• _EXERCISE INSTRUCTIONS_:
Reproduce every one of the rows below word for word, without changing anything.

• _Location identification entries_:
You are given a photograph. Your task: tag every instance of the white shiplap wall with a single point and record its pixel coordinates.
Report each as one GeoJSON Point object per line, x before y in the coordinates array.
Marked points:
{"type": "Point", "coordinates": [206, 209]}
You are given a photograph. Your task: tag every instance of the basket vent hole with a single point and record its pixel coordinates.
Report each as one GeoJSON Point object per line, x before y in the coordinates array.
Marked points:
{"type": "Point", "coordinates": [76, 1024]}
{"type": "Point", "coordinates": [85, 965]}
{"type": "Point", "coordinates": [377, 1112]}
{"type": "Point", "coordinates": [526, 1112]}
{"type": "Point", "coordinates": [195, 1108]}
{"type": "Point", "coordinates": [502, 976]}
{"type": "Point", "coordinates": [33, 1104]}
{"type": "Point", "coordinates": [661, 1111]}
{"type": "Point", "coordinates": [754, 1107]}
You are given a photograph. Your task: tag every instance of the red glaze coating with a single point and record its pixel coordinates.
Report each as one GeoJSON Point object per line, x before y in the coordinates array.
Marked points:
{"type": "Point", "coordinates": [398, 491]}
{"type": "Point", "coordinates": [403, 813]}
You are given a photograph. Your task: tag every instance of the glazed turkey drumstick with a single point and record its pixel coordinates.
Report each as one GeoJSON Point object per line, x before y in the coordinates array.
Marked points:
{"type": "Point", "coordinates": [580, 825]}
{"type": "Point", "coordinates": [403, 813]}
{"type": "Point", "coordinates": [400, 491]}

• _ANSWER TO THIS PROBLEM_:
You are given a photograph. Your task: tag every instance of the white shiplap wall with a single point and record its pixel coordinates.
Report each as one GeoJSON Point object per line, x before y in the coordinates array.
Marked points:
{"type": "Point", "coordinates": [206, 209]}
You are given a photograph. Your task: tag every instance of the basket vent hole with a single point and record its pixel coordinates.
Report each as one GeoJSON Point object per line, x before y in the coordinates array.
Marked points:
{"type": "Point", "coordinates": [76, 1024]}
{"type": "Point", "coordinates": [85, 965]}
{"type": "Point", "coordinates": [377, 1112]}
{"type": "Point", "coordinates": [526, 1112]}
{"type": "Point", "coordinates": [195, 1108]}
{"type": "Point", "coordinates": [502, 976]}
{"type": "Point", "coordinates": [33, 1104]}
{"type": "Point", "coordinates": [661, 1111]}
{"type": "Point", "coordinates": [754, 1107]}
You are given a photograph. Your task: tag every instance of the red glaze coating with a single point and record its pixel coordinates.
Report each as one GeoJSON Point object per line, x before y in the coordinates array.
Marked points:
{"type": "Point", "coordinates": [398, 491]}
{"type": "Point", "coordinates": [403, 813]}
You are given a photograph. Your task: tag every instance of the glazed turkey drumstick with a single point and record its pixel coordinates.
Report each as one GeoJSON Point object per line, x before y in the coordinates array.
Marked points:
{"type": "Point", "coordinates": [580, 825]}
{"type": "Point", "coordinates": [403, 813]}
{"type": "Point", "coordinates": [400, 491]}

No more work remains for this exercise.